§ QUOTED TEXT
╭──

Sunday, April 3, 2011

Italy – Days 1 & 2: Buongiorno!

[April 2011]

Something about traveling in Europe always results in me over-using muscles in my legs that I never knew existed - Rome, Italy is no exception.  It's currently a day & a half into my trip and my legs are already pretty angry with me.  Little do they know, there's a good four days more they've gotta last me until normal use resumes.  Though I take that back, with 48 hours of my return to Chicago, my first 8k awaits me.  Shhhh!  Nobody tell my legs.  

So far, Roma is wonderful...  
I'm here with my favorite traveling buddy Maria, and I'm happy to announce we have a MUCH better place to stay than we did last year at this time when we were in Barcelona.  The place we're staying is one that I found on Vacation Rentals by Owner (www.vrbo.com), and looked like it would be a cute little apartment in a good central location.  Thankfully, it turned out to be just that!  SUPER charming, not an inch bigger than we need it to be, with a small kitchenette - and we're right by a metro stop and pretty close to the Colosseum.  Apparently the area we're in is called the Roman Forum.

The trip started with an afternoon departure on Friday April 1st...  And if we're going to be honest here, I was SUPER late to the airport.  If you wanted to check baggage you were supposed to get there 60 minutes before the flight (unlike domestic flying these days - with international flights, you usually get to check a bag for free - which this packrat needs for sure), and well anyway, I skirted - well dashed - into the airport about 50-55 minutes before my flight.  Dumb, dumb dumb.  But everything to get ready earlier that day took longer than I thought!  As I was zooming around O'Hare to get to the International Terminal I frantically tried to work on a Plan B if they didn't let me check my bag... Luckily, they took it no problem - whew - thanks Alitalia!  Such a relief; I almost hugged the check-in lady for being so cool about it.

╰──

§ Point-labeling examples
╭──

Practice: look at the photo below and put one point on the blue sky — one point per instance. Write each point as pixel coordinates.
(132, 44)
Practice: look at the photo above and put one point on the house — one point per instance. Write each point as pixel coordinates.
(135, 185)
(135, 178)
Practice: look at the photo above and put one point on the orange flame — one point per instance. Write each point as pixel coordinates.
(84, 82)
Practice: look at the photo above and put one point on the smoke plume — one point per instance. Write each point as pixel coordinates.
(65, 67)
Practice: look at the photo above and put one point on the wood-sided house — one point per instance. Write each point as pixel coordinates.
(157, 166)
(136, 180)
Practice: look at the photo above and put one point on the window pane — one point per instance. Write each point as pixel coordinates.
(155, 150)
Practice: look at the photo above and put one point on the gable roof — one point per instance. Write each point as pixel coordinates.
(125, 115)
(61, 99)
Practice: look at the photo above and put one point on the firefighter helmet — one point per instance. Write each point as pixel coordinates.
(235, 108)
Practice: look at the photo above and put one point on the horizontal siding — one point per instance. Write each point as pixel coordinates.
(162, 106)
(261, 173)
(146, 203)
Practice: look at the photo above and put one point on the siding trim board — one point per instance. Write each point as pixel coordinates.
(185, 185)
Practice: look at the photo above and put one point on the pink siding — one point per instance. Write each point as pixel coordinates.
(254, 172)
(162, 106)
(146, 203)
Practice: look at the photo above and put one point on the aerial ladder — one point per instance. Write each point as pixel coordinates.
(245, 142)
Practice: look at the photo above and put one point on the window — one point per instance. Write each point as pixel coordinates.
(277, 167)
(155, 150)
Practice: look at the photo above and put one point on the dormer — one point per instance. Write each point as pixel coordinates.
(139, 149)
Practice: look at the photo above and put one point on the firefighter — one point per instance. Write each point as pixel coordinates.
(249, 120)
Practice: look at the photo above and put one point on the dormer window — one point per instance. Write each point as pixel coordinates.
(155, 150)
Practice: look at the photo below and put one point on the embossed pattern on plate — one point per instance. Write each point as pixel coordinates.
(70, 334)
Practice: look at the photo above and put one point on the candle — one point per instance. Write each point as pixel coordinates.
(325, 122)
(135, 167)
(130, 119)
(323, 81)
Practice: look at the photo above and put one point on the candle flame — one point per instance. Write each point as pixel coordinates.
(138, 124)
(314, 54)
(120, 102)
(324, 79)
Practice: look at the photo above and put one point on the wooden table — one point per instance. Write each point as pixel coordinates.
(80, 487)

╰──

§ TASKS TO PERFORM
a. Copy out the stretch of the Rome travel post above from "[April 2011]" through "Roma is wonderful...".
b. According to the Rome travel post, on which website did the writer find the apartment?
c. Continue the Rome travel post after its final sentence.

§ IN RESPONSE
a.
[April 2011]

Something about traveling in Europe always results in me over-using muscles in my legs that I never knew existed - Rome, Italy is no exception.  It's currently a day & a half into my trip and my legs are already pretty angry with me.  Little do they know, there's a good four days more they've gotta last me until normal use resumes.  Though I take that back, with 48 hours of my return to Chicago, my first 8k awaits me.  Shhhh!  Nobody tell my legs.  

So far, Roma is wonderful...

b. Vacation Rentals by Owner (www.vrbo.com).

c.
The 8 hour flight to Italy wasn't too bad - had a little trouble sleeping and felt a little cramped by the end, but much less of a hassle than the connections I've done to Europe in the past.  Guess I should be glad I'm little and short :)

We took a shuttle service from the airport to our "hotel" - which was, just as I'd hoped, an entryway marked by a cool wooden door on a street with many cool wooden doors.  Honey, I'm home!  It is so satisfying to travel to a foreign city and feel like a local.  A set of keys and everything.  

A woman named Simona met us to welcome us and show us our place.  She was around our age and knew English - so it was nice to be able to ask her questions about the neighborhood and get restaurant recommendations.  After she left, we went to a nearby neighborhood grocery store that was tiny, yet had everything we needed (including Greek yogurt!!  success!!) - we picked up some essentials.  Basically - wine, water, meat, cheese.  Arms heavy with items, we ran it all back to our apartment fridge.  

Then, onto a day full of sightseeing!  I should mention the time change at this point.  Rome is 7 hours ahead of Chicago time - quite the adjustment.  To give you some perspective, our flight arrived on Saturday at 8:10am... which felt like 1:10am.  How would you feel if you went to bed around 11pm or so - and had to wake up 2 hours later (I maybe got 3-4 hours of broken sleep on the plane) to start a whole jam-packed day of running around a foreign city?  NOT ideal - but obviously, not much to do about it!  I didn't pay money to go to Rome and then sleep :)  By the time we'd finished checking in and doing our grocery store run, it was about 10am or 11am local time (- reminder, 3am-4am to our body clocks).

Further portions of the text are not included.